▶ [Fragmento del texto]
Este contexto excepcional obligó a los integrantes del Ejército a enfocar sus años de formación y sus valores en actividades inéditas y diversas, todo ello en un ambiente nacional de gran tensión y polarización. El Ejército tuvo que realizar un gran despliegue para cubrir con su personal todas las funciones requeridas, desde el más alto cargo hasta las labores más sencillas, incluso debiendo recurrir al empleo de reservistas en los primeros tiempos. Algunos fueron destinados a tareas gubernamentales, otros fueron comisionados a actividades de inteligencia nacional o política (no militar) y un tercer grupo, mayoritario, siguió en sus labores militares rutinarias.
Este relato no pretende analizar caso por caso lo sucedido, sino que destacar acontecimientos que pusieron en jaque ―y en muchos casos, vulneraron― ciertos preceptos morales individuales e institucionales y principios de responsabilidad militar.

▶ [Enunciado de la tarea] Prolonga el fragmento sobre el despliegue del Ejército a partir de su última oración.

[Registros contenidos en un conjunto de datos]
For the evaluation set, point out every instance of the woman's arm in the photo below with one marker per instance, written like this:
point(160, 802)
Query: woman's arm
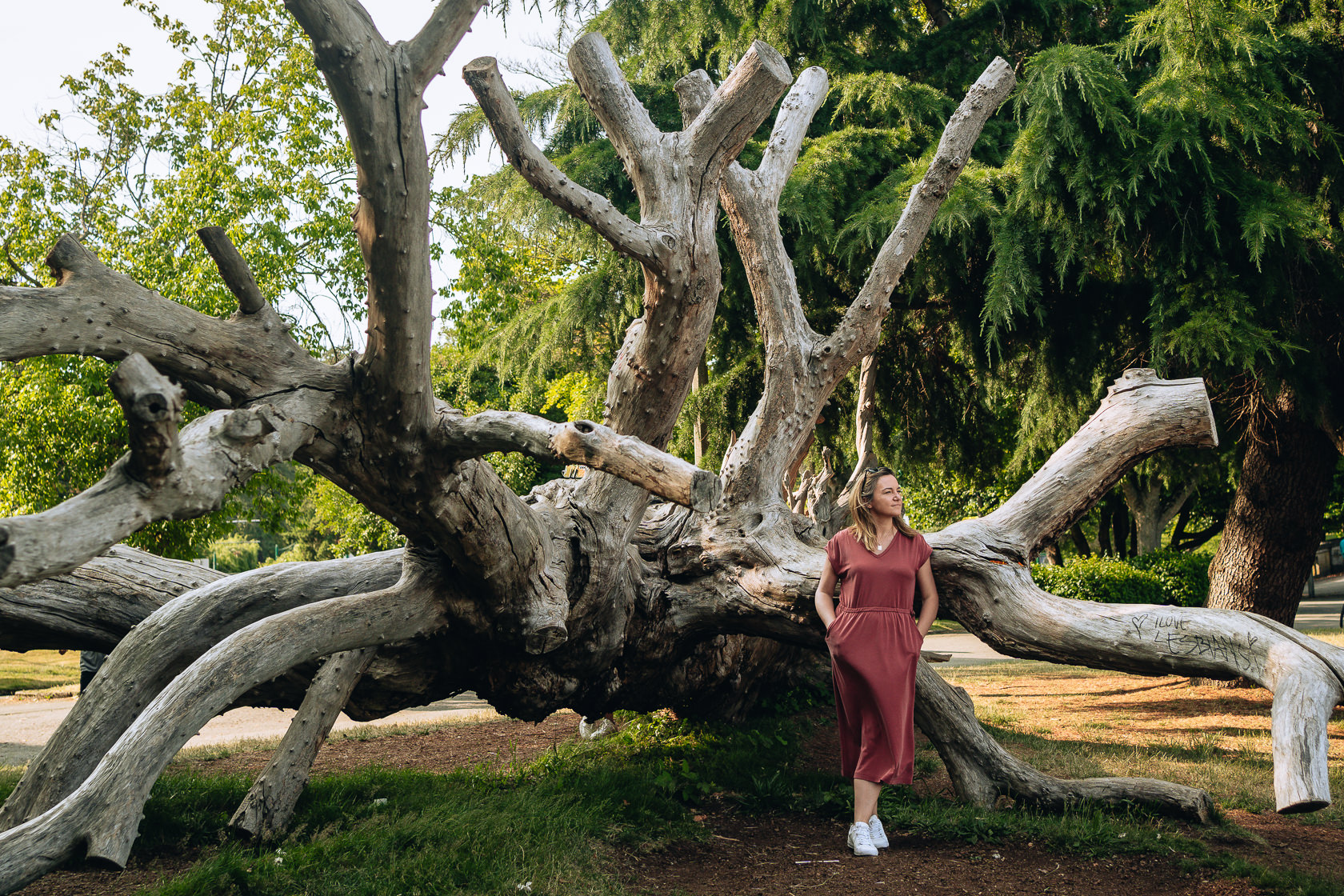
point(929, 591)
point(826, 594)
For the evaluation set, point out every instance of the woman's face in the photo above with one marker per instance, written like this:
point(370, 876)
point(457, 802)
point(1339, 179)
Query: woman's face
point(886, 498)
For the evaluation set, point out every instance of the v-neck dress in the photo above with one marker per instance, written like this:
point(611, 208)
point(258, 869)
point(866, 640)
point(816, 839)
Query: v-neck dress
point(874, 649)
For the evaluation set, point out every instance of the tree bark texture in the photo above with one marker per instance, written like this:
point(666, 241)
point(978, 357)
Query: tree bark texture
point(269, 805)
point(585, 594)
point(1276, 520)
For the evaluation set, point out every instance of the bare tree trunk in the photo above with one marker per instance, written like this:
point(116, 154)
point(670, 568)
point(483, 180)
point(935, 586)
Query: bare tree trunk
point(701, 438)
point(1277, 518)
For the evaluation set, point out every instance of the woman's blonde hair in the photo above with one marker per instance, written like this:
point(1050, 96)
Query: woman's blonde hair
point(861, 508)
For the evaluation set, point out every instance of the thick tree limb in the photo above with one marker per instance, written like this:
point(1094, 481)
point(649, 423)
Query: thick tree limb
point(164, 644)
point(984, 581)
point(858, 332)
point(588, 443)
point(624, 117)
point(101, 314)
point(218, 453)
point(594, 210)
point(378, 90)
point(269, 805)
point(233, 269)
point(737, 108)
point(104, 814)
point(93, 607)
point(802, 368)
point(152, 406)
point(1142, 414)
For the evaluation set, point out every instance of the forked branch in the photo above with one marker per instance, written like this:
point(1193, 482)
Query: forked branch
point(104, 814)
point(588, 443)
point(594, 210)
point(186, 474)
point(802, 370)
point(97, 312)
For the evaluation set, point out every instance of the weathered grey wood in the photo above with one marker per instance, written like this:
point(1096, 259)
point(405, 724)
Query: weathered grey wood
point(269, 805)
point(588, 443)
point(217, 453)
point(582, 595)
point(152, 406)
point(105, 813)
point(802, 368)
point(97, 312)
point(233, 269)
point(93, 607)
point(162, 646)
point(594, 210)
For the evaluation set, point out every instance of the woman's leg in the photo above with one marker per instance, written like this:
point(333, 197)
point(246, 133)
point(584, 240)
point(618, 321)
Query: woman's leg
point(866, 799)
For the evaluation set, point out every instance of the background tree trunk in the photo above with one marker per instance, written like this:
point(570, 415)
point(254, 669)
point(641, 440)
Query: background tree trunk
point(1277, 516)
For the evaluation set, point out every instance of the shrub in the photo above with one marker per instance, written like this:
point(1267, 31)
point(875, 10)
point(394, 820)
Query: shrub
point(1163, 577)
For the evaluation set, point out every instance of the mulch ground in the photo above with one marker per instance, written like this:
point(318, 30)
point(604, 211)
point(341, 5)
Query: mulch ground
point(796, 854)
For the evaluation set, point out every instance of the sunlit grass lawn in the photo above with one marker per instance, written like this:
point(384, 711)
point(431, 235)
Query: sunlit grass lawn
point(38, 670)
point(557, 822)
point(1078, 723)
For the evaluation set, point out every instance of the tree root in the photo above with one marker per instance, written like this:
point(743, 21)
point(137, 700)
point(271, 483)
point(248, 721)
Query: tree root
point(982, 770)
point(104, 813)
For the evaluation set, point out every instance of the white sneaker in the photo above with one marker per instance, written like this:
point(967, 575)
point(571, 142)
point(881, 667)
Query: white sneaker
point(861, 840)
point(879, 834)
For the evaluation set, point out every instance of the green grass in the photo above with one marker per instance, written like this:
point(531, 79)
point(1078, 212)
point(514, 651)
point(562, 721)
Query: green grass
point(38, 670)
point(557, 820)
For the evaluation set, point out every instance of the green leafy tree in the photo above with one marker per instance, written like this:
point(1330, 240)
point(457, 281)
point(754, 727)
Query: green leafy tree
point(246, 138)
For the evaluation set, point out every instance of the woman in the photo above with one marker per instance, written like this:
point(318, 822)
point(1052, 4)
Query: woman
point(875, 644)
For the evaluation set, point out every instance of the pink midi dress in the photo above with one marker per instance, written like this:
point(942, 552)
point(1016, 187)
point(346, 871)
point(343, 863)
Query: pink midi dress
point(874, 649)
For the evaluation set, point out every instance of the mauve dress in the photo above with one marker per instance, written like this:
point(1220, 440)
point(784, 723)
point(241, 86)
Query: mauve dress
point(874, 649)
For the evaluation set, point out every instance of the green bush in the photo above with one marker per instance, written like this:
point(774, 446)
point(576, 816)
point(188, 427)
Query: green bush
point(1163, 577)
point(1184, 575)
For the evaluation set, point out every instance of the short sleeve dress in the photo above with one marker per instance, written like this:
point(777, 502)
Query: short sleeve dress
point(874, 649)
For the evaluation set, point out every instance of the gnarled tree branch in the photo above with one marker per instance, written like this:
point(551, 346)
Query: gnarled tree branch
point(582, 442)
point(104, 814)
point(164, 644)
point(218, 453)
point(594, 210)
point(101, 314)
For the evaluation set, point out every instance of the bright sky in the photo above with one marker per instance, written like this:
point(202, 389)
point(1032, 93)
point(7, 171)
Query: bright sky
point(35, 55)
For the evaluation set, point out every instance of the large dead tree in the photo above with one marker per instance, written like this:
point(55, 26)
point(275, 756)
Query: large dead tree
point(583, 594)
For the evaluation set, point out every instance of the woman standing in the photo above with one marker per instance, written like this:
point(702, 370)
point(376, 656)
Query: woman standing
point(875, 644)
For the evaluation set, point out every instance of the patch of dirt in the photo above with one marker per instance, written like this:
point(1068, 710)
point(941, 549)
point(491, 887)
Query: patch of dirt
point(798, 854)
point(1134, 710)
point(1280, 841)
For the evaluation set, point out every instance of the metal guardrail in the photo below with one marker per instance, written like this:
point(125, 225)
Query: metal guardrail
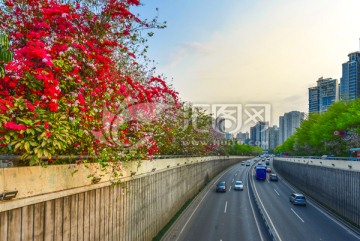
point(325, 158)
point(7, 161)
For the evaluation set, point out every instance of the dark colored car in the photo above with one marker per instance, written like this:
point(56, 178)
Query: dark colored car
point(221, 187)
point(297, 199)
point(273, 177)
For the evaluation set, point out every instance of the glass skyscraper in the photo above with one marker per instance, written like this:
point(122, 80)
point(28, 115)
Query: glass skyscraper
point(350, 80)
point(323, 95)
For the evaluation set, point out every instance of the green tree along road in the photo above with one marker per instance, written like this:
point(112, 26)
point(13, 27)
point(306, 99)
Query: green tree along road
point(75, 80)
point(330, 133)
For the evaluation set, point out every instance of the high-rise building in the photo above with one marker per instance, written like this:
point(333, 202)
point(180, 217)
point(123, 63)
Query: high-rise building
point(350, 80)
point(323, 95)
point(313, 100)
point(281, 130)
point(219, 126)
point(272, 137)
point(258, 135)
point(288, 124)
point(242, 137)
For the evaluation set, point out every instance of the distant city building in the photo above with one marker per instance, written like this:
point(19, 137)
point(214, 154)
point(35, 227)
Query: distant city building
point(281, 130)
point(313, 100)
point(219, 126)
point(323, 95)
point(350, 80)
point(242, 137)
point(273, 137)
point(228, 136)
point(258, 135)
point(288, 124)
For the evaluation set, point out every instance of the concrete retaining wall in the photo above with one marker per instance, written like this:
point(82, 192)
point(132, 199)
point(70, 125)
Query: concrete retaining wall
point(137, 209)
point(336, 188)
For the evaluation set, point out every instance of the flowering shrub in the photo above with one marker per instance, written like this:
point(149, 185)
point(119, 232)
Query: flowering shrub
point(71, 62)
point(74, 86)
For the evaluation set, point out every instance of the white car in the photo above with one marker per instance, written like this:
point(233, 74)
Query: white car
point(239, 185)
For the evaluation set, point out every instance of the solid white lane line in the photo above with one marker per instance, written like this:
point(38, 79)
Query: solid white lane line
point(276, 192)
point(266, 213)
point(297, 215)
point(253, 212)
point(182, 230)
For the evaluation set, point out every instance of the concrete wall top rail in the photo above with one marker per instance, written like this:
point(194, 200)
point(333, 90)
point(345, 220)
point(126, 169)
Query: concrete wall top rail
point(336, 164)
point(41, 184)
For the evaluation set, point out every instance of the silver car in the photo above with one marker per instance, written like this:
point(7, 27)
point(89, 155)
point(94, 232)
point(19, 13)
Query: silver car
point(239, 185)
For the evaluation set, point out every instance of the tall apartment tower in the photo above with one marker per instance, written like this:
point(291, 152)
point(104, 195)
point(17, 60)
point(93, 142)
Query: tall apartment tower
point(323, 95)
point(350, 80)
point(272, 134)
point(257, 134)
point(288, 124)
point(281, 130)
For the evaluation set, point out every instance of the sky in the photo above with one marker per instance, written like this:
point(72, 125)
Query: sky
point(245, 52)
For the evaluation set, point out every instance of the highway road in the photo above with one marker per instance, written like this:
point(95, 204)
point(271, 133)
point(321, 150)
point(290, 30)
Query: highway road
point(234, 215)
point(290, 222)
point(224, 216)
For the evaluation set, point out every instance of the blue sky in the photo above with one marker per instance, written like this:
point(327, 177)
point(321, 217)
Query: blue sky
point(252, 51)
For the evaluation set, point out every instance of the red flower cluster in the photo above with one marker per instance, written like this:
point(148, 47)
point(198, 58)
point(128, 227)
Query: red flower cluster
point(13, 126)
point(69, 59)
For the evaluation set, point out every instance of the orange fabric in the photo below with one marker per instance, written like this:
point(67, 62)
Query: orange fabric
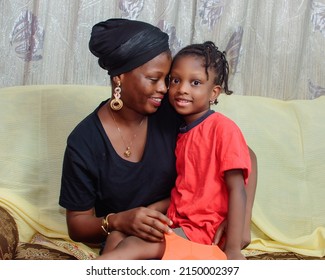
point(179, 248)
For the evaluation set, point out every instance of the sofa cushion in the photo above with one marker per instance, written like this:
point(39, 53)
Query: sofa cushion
point(29, 251)
point(8, 235)
point(288, 139)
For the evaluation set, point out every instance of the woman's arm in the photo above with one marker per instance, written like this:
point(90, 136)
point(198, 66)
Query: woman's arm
point(143, 222)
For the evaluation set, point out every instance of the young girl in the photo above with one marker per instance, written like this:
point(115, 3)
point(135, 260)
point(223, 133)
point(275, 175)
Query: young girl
point(212, 161)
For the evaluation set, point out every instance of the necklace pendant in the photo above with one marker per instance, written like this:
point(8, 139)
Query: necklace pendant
point(127, 152)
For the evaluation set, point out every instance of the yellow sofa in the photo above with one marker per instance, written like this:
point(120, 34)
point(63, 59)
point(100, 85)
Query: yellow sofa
point(287, 137)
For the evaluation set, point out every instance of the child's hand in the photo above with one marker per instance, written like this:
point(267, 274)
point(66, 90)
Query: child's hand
point(235, 255)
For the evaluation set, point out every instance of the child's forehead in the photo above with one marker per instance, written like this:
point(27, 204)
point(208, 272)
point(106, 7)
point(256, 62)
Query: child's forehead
point(189, 59)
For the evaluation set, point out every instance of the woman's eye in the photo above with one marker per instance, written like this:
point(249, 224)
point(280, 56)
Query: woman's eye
point(174, 81)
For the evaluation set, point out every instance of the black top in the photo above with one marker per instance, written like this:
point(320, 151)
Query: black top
point(94, 175)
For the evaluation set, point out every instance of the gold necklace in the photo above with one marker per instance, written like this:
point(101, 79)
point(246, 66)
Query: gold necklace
point(127, 153)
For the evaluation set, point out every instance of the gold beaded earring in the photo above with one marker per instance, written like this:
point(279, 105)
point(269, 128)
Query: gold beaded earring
point(117, 104)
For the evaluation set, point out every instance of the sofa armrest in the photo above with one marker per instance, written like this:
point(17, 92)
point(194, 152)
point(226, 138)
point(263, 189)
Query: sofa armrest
point(8, 235)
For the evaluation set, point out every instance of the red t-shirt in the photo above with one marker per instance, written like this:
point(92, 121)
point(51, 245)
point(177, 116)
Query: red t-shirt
point(199, 200)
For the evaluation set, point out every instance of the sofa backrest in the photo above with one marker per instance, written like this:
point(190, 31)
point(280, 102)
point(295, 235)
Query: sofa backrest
point(288, 138)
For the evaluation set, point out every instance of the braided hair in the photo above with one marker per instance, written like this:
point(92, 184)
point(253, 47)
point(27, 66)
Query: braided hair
point(214, 59)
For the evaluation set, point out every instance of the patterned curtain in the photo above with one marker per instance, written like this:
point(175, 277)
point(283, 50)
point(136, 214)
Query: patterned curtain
point(276, 48)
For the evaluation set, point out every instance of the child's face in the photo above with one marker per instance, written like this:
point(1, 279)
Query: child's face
point(190, 90)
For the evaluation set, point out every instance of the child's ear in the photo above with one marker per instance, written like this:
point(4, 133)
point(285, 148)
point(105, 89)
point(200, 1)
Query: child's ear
point(215, 93)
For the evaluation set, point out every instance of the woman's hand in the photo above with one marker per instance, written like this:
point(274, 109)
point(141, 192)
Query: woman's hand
point(142, 222)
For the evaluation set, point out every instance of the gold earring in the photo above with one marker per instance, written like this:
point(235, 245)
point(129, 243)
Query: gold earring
point(117, 104)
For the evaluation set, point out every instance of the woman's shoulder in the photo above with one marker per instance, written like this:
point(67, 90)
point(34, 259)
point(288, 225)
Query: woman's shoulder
point(86, 126)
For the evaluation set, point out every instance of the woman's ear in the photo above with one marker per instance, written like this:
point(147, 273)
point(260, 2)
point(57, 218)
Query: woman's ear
point(116, 80)
point(215, 94)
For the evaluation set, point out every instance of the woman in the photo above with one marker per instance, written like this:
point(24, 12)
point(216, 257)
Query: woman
point(119, 164)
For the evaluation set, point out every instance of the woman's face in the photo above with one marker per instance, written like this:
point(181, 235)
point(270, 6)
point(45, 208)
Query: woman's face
point(144, 87)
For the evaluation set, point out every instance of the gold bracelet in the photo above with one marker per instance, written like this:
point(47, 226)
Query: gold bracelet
point(105, 224)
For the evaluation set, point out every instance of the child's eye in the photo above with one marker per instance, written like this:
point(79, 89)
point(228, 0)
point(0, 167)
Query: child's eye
point(196, 83)
point(174, 81)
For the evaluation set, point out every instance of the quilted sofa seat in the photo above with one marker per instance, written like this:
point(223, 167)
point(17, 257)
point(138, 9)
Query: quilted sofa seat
point(287, 137)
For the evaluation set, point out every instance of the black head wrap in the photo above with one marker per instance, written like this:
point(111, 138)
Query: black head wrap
point(122, 45)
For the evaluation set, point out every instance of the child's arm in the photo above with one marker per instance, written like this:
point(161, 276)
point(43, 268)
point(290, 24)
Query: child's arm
point(236, 213)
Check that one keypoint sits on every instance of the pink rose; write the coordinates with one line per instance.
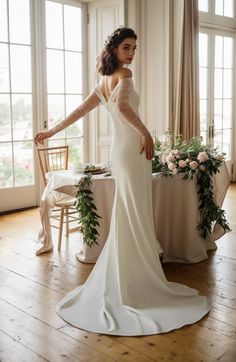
(202, 156)
(171, 166)
(193, 165)
(182, 163)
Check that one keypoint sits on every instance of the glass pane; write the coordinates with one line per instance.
(227, 83)
(203, 83)
(229, 8)
(6, 171)
(218, 114)
(203, 115)
(218, 51)
(218, 140)
(228, 52)
(20, 68)
(227, 113)
(54, 25)
(75, 150)
(5, 118)
(19, 19)
(203, 5)
(23, 163)
(3, 21)
(219, 7)
(22, 116)
(56, 143)
(227, 143)
(72, 24)
(73, 72)
(76, 129)
(55, 71)
(56, 112)
(4, 68)
(204, 137)
(218, 83)
(203, 48)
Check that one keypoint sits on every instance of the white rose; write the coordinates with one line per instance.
(202, 156)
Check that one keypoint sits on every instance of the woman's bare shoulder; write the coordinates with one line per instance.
(124, 73)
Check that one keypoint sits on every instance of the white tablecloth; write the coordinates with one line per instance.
(175, 212)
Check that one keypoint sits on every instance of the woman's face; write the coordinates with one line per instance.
(125, 51)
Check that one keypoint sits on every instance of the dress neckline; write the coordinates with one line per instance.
(107, 101)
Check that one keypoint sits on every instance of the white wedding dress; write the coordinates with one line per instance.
(127, 293)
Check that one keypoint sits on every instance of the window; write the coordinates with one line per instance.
(216, 62)
(64, 72)
(41, 67)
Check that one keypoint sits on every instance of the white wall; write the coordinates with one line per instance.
(153, 73)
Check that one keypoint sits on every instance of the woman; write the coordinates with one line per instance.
(127, 292)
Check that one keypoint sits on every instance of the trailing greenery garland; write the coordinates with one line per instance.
(88, 218)
(184, 157)
(190, 158)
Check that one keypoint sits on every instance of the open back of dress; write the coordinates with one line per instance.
(127, 292)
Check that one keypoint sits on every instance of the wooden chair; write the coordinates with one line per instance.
(56, 159)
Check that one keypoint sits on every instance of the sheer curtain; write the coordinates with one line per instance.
(185, 97)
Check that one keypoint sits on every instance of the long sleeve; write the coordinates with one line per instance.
(123, 104)
(88, 104)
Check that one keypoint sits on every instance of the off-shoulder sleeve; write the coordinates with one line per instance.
(123, 105)
(88, 104)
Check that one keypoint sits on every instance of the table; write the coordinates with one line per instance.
(175, 212)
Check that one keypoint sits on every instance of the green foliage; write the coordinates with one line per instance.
(88, 218)
(191, 158)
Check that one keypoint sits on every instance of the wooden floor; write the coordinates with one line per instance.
(31, 286)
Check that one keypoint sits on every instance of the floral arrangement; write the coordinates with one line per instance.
(191, 158)
(88, 218)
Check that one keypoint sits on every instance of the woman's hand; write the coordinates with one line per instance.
(147, 145)
(41, 136)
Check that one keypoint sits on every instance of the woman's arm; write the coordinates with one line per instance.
(123, 105)
(89, 103)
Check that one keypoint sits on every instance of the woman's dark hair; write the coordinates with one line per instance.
(107, 61)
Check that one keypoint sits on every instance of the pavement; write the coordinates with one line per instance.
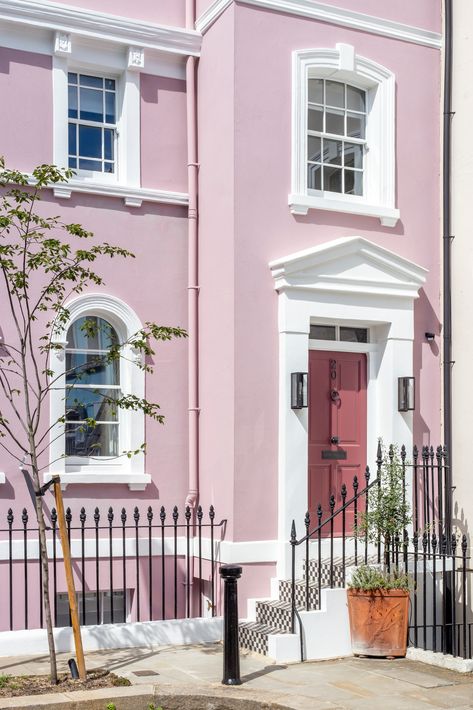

▶ [Respuesta al ejercicio]
En la madrugada del 15 de septiembre de 1973, el Excomandante en Jefe del Ejército, general Carlos Prats, fue trasladado en un helicóptero Puma hacia Portillo. Luego, en su auto particular y escoltado por una patrulla militar, llegó a Caracoles donde, después de realizar los trámites aduaneros correspondientes y despedirse de la escolta, entregó una carta dirigida al general Augusto Pinochet, que en sus párrafos principales señalaba: “El futuro dirá quien estuvo equivocado. Si lo que ustedes hicieron trae el bienestar general del país y el pueblo realmente siente que se impone una verdadera justicia social, me alegraré de haberme equivocado yo, al buscar con tanto afán una salida política que evitara el golpe. Agradezco las facilidades que dispusiste que me permitirán salir del país” [1].
La exigencia que tiene un oficial general o superior excede con creces a la de sus subalternos. Su responsabilidad es muy alta, ya que una resolución que ordene a un subalterno ejecutar una tarea puede alterar la interpretación valórica de este último. Esto ocurre porque el ejercicio de un valor en circunstancias extremas puede estar sujeto a algún grado de interpretación.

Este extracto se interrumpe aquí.